» **INSTRUCTIONS FOR THE TASK**
Set down exactly the lines in the records below that run from the line with "Target: twine rope" to the line with "Target: truffle shaving", inclusive, and nothing more.

» **EXCERPTED RECORDS**

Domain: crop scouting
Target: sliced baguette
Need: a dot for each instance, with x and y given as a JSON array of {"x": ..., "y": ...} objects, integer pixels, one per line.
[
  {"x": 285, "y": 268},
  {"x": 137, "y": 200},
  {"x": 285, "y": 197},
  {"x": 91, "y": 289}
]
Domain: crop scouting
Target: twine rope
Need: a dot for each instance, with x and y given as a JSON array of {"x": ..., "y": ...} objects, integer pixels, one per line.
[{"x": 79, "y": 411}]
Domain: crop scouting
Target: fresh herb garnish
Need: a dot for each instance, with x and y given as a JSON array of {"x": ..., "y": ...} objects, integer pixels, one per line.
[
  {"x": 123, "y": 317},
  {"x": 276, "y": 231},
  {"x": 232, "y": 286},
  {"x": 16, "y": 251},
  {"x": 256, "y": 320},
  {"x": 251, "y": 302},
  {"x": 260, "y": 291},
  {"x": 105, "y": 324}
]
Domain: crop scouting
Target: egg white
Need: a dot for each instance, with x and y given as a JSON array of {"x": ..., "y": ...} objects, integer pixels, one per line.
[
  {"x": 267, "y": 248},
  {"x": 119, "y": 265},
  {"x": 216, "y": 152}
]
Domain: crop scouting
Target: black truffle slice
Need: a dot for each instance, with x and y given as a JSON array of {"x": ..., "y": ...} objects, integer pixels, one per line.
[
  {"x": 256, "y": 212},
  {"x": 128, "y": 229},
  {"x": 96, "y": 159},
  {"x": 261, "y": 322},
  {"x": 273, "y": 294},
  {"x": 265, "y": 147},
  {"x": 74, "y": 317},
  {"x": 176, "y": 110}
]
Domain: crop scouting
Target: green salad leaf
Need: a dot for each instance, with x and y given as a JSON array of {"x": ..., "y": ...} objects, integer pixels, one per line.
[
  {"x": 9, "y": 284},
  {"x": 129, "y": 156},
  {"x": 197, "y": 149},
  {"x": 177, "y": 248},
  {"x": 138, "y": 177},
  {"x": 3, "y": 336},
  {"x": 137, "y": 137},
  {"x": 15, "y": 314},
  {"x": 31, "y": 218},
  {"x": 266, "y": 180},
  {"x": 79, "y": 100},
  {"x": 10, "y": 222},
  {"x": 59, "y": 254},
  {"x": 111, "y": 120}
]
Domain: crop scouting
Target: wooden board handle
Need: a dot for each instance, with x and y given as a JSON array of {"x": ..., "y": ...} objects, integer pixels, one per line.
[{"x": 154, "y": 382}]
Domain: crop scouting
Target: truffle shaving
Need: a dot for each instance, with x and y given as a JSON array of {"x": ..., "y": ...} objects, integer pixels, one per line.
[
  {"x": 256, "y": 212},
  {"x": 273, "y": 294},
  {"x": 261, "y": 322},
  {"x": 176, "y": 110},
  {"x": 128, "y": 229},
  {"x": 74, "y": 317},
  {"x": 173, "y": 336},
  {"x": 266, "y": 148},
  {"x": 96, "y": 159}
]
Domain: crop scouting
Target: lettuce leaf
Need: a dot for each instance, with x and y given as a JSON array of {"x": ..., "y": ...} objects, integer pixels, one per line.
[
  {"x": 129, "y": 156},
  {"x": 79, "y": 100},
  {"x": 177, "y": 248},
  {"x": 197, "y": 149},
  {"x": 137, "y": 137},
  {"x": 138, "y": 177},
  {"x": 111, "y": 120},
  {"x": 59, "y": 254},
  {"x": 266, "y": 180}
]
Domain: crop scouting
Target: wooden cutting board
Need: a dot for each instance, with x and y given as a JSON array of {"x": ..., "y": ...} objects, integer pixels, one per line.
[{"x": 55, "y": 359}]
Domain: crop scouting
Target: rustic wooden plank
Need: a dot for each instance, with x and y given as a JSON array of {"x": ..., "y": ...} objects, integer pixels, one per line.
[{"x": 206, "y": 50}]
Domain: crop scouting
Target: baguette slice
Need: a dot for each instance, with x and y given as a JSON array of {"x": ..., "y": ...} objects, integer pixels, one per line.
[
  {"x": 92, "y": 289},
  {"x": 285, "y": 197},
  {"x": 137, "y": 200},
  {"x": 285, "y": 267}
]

» **RESULT FOR THIS EXERCISE**
Target: twine rope
Need: a dot for each instance, with x and y given as a JSON array of {"x": ..., "y": ...} objects, integer pixels, one per line.
[{"x": 79, "y": 411}]
Domain: crop scouting
Target: fresh herb garnish
Need: a dot for each instance, with x and y given as a JSON array of {"x": ..., "y": ...} objects, integer pixels, one per line.
[
  {"x": 123, "y": 317},
  {"x": 276, "y": 231},
  {"x": 232, "y": 286},
  {"x": 16, "y": 251},
  {"x": 256, "y": 320},
  {"x": 251, "y": 302},
  {"x": 260, "y": 291},
  {"x": 105, "y": 324}
]
Domain: crop scouting
Target: egg white
Need: a dot for each instance, with x and y given as a JSON array of {"x": ..., "y": ...} objects, integer pixels, one per line.
[
  {"x": 267, "y": 248},
  {"x": 119, "y": 265},
  {"x": 216, "y": 152}
]
Domain: crop scouting
Target: black truffle slice
Need: a dot for each instance, with x and y given as a JSON array of {"x": ..., "y": ...} objects, integer pixels, one per line.
[
  {"x": 256, "y": 212},
  {"x": 128, "y": 229},
  {"x": 96, "y": 159},
  {"x": 261, "y": 322},
  {"x": 273, "y": 294},
  {"x": 265, "y": 147},
  {"x": 74, "y": 317},
  {"x": 176, "y": 110}
]
Domain: crop scouting
Target: green salad leaf
Need: a dot for each instance, with x and y given as a JSON array of {"x": ..., "y": ...} objects, integer pixels, one per line.
[
  {"x": 9, "y": 284},
  {"x": 129, "y": 156},
  {"x": 197, "y": 149},
  {"x": 177, "y": 248},
  {"x": 138, "y": 177},
  {"x": 3, "y": 336},
  {"x": 137, "y": 137},
  {"x": 15, "y": 314},
  {"x": 31, "y": 218},
  {"x": 266, "y": 180},
  {"x": 79, "y": 100},
  {"x": 10, "y": 222},
  {"x": 59, "y": 254},
  {"x": 111, "y": 120}
]
Domain: crop scouting
Target: wooden board handle
Need: a dot for each instance, with x and y given as a JSON array of {"x": ..., "y": ...} objects, integer pixels, one per line.
[{"x": 154, "y": 382}]
Domain: crop scouting
Target: truffle shaving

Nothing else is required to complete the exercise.